**目的**
下のページ本文をもとに、次の問いに答えてください。
(a) 日本で無子の増加が明確になってきたのはいつ頃か。
(b) 2010〜2011年時点で40〜44歳であった女性の無子割合が最も高い国はどこで、その割合は何%か。
(c) 1965年〜1970年生まれで調査時点で45〜49歳の女性について、最も多い無子の理由は何型か。

**ページ本文**
━━━━━━━━

タブー感ある「子のいない人生」、生きづらさを感じる無子女性に人気のもの

LGBTQ+、障がい者、持病者、プラスサイズなど、マイノリティへの配慮が世界的に進み多様性を認め合う空気が広がってきているが、このテーマが語られるときにあまり注目されないクラスターがいる。無子の女性たちだ。「子を持たないと決めた女性」「子が欲しかったけれど、授かることができなかった女性」「結婚して子を産みたいけど結婚ができない女性」―。理由は様々だが、いずれのケースも、マイノリティな生き方であることを自覚せざるを得ない社会の中で、生きづらさを感じている。そん女性たちが支持する人気の書籍がある。自分の人生の選択に自信を与えてくれたり内容に共感できることが、人気の理由のようだ。

40代前半女性の無子割合、世界第3位

日本で無子の増加が明確になってきたのは、2000年頃。戦後生まれの男女の非婚化・晩婚化・晩産化が進み始めたことが背景にあり、国立社会保障・人口問題研究所によると(※)、この頃から無子に関する分析が行われるようになった。少し前のものになるが、無子の女性が人口に占める割合は10.61%(2010年)、男性は15.96%(2005年)という調査結果が出ている。(※)守泉理恵(2019)「日本における無子に関する研究」『人口問題研究』第75巻第1号

この数字が高いのか低いのか、その感覚は国際比較でわかる。年齢が限定的になるが、前出の研究報告の中で、2010〜2011年時点で40〜44歳であった無子の女性の割合をグラフ化している。それによると日本は世界第3位で、世界的に見て高い水準に位置している。なお日本を含め上位5カ国は、日本と同様に、出生率が低く無子割合が高い少子化国だ。

  • 1位:ドイツ(23.1%)
  • 2位:スペイン(21.6%)
  • 3位:オーストラリア(21.5%)
  • 3位:日本(21.5%)(※)
  • 5位:イタリア(21.1%)
  • 6位:イギリス(20.0%)
  • 7位:フィンランド(19.9%)
  • 8位:アイルランド(19.0%)
  • 9位:カナダ(18.9%)
  • 10位:アメリカ(18.8%)

※日本のデータは、第14回出生動向基本調査(2010年実施)の40〜44歳女性の無子割合を集計

子がいない理由と理由別の割合

「子がいない女性」というと、「子が欲しかったが、不妊で授かることができなかった女性」と「意図的に子を持たない女性」という認識が一般的だが、理由はそれだけではない。持病が理由だったり、結婚できず子を持てない、仕事を優先して結婚や妊娠を先送りしたなど、人それぞれだ。また、理由別の割合も異なる。具体的にはどのような無子の理由があり、そして、どのような理由が特に多いのか?再生産年齢の終盤にあたる45〜49歳の女性の調査結果を例に見てみよう。調査:守泉理恵(2019)「日本における無子に関する研究」『人口問題研究』第75巻第1号

1965年〜1970年生まれで、調査時点で45〜49歳の女性の無子の割合は19.4%。無子の理由別割合は以下。最も多いのは「結婚困難型」。未婚・非婚が理由のクラスターだ。これは近年急速に進んだ非婚化・晩婚化が影響していると言えるだろう。またもう一つ特筆できるのは、2番目に多い理由が「無子志向型」であること。「子を持たないことにしています」と堂々と言える空気がないこともあってか、実生活の中では少ない印象があるが、実は不妊・健康問題を理由にした無子女性より多く、2倍以上の開きがある。

━━━━━━━━

**データセット**
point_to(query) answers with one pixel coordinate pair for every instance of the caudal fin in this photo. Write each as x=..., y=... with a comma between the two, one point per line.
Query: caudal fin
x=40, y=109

━━━━━━━━

**演習結果**
(a) 2000年頃
(b) ドイツ、23.1%
(c) 結婚困難型